• _MATERIAL SUPPLIED_
+++

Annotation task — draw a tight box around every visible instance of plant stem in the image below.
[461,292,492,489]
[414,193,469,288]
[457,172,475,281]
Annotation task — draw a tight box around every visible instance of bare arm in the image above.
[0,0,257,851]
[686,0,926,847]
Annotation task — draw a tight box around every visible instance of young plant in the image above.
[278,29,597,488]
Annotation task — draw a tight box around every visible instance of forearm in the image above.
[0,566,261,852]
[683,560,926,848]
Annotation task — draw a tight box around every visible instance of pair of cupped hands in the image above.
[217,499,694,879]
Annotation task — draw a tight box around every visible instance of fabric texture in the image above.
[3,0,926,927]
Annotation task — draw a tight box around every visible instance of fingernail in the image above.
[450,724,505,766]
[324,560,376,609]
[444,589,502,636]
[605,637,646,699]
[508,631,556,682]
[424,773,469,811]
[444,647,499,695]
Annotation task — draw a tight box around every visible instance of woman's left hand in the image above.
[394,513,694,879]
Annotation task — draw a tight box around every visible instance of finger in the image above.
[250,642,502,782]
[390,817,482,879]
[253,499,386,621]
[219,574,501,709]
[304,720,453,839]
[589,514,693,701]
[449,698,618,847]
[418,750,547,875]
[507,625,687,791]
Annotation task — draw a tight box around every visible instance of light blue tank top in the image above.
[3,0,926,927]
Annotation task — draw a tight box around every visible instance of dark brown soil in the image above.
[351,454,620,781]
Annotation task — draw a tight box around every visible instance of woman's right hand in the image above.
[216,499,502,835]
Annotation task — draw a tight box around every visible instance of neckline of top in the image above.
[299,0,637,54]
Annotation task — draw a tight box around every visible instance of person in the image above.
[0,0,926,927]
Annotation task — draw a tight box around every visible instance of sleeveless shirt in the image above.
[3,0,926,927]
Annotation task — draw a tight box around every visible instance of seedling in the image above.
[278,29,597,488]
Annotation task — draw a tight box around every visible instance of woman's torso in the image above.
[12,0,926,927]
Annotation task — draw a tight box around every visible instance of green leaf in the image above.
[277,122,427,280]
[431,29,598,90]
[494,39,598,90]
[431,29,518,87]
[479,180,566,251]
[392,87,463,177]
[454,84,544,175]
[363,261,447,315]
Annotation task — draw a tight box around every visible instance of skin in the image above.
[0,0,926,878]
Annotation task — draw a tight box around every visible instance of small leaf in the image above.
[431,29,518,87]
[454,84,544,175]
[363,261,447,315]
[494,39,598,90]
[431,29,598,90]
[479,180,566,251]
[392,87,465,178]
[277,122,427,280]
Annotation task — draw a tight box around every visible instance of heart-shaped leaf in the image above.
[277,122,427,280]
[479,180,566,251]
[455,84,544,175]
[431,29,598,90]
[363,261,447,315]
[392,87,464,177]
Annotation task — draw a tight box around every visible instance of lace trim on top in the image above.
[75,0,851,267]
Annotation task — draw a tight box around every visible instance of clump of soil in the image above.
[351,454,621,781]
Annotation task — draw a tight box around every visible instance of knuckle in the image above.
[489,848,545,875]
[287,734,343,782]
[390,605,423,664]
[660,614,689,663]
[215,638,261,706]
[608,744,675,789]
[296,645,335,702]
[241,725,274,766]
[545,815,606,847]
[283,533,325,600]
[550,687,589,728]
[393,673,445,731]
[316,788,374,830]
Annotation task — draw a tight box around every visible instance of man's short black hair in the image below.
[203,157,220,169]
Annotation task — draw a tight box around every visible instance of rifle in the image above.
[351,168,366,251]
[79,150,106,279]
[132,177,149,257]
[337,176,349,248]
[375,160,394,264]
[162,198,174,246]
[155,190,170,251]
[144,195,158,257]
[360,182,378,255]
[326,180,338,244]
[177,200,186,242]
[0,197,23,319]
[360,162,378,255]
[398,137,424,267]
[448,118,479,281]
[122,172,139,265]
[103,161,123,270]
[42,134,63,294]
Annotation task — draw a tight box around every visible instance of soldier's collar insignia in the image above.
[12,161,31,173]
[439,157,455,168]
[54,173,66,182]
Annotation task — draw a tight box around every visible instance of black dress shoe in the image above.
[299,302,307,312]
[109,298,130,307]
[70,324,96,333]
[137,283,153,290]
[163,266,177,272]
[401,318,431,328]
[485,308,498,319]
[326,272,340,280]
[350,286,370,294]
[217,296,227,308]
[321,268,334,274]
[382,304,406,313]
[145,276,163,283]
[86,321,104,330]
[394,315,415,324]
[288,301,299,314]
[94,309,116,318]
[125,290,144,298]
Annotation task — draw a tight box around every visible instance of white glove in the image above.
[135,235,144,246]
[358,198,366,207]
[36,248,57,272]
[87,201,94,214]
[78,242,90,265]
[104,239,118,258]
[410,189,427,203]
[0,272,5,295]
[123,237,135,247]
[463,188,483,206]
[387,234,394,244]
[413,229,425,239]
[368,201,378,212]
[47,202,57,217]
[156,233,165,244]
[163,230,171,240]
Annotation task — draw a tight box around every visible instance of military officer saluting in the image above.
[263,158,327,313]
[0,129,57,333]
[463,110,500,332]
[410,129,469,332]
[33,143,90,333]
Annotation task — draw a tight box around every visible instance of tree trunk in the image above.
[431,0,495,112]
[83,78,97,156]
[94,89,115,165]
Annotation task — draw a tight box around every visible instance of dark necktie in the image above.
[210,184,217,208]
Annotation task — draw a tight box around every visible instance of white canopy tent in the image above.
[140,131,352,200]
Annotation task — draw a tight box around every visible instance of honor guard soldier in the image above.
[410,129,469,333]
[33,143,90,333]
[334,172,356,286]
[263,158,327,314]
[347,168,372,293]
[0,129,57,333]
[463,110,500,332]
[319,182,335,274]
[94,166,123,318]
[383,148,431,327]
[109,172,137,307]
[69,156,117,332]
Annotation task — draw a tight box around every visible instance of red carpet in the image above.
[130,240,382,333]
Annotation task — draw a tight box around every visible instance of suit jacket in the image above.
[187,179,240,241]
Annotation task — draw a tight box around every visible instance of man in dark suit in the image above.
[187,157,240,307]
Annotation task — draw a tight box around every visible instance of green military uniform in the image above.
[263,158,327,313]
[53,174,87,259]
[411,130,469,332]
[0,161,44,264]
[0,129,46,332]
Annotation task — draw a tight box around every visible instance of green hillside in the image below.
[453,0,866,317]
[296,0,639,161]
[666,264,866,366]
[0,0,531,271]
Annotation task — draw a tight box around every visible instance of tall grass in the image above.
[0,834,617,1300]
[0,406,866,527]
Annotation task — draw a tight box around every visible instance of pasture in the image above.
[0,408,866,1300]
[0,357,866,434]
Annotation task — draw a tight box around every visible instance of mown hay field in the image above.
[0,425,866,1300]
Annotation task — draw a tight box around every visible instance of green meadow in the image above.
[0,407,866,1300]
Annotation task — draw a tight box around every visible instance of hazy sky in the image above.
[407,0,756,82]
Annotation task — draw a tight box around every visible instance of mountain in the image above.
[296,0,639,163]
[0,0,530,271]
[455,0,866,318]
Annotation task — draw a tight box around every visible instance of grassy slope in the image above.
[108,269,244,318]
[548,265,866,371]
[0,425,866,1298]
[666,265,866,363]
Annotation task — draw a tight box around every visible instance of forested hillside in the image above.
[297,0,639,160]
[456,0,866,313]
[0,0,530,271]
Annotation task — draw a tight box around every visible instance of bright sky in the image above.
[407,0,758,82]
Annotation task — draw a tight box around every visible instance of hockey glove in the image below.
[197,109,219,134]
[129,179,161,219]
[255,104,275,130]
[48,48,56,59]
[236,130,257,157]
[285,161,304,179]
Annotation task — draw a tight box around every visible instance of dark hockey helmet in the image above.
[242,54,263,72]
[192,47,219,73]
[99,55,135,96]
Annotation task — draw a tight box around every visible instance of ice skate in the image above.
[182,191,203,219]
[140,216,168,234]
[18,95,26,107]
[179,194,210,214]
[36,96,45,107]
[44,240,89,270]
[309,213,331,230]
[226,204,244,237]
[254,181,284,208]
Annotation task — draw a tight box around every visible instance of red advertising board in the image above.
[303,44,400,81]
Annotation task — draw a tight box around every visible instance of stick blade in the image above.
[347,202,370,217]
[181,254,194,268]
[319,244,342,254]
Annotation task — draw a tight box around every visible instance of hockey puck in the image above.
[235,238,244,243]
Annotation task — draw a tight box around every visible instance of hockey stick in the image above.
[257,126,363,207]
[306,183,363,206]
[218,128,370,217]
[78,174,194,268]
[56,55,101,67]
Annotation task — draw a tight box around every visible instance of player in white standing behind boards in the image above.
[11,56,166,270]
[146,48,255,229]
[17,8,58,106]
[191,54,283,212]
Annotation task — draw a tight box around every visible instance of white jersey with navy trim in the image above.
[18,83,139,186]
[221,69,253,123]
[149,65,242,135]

+++

• _WHAT YOU WILL DO_
Rewrite the listing above as a numbered list, starting at the line with "helmet in the image above." and running up to and including the line with "[235,238,244,243]". Leave out any blank lines.

• _TASK RESULT_
1. Annotation task — draw a tight box around every visible instance of dark hockey helmet in the image above.
2. [242,54,263,72]
3. [192,47,219,73]
4. [99,55,135,96]
5. Annotation task — draw a tight box around every visible instance of ice skate in the image above.
6. [182,191,203,219]
7. [140,216,168,234]
8. [18,95,26,107]
9. [179,194,210,214]
10. [36,96,45,107]
11. [44,240,89,270]
12. [309,213,331,230]
13. [226,204,244,237]
14. [254,181,284,208]
15. Annotation task — draw a tight box around every visible instance of red advertising board in the image above.
16. [303,44,400,81]
17. Annotation task — draw a tight box around every visible instance of stick blade in the image above.
18. [347,202,370,217]
19. [181,254,194,268]
20. [319,244,342,254]
21. Annotation task — draw a tight box around every visible instance of hockey puck in the image above.
22. [235,238,244,243]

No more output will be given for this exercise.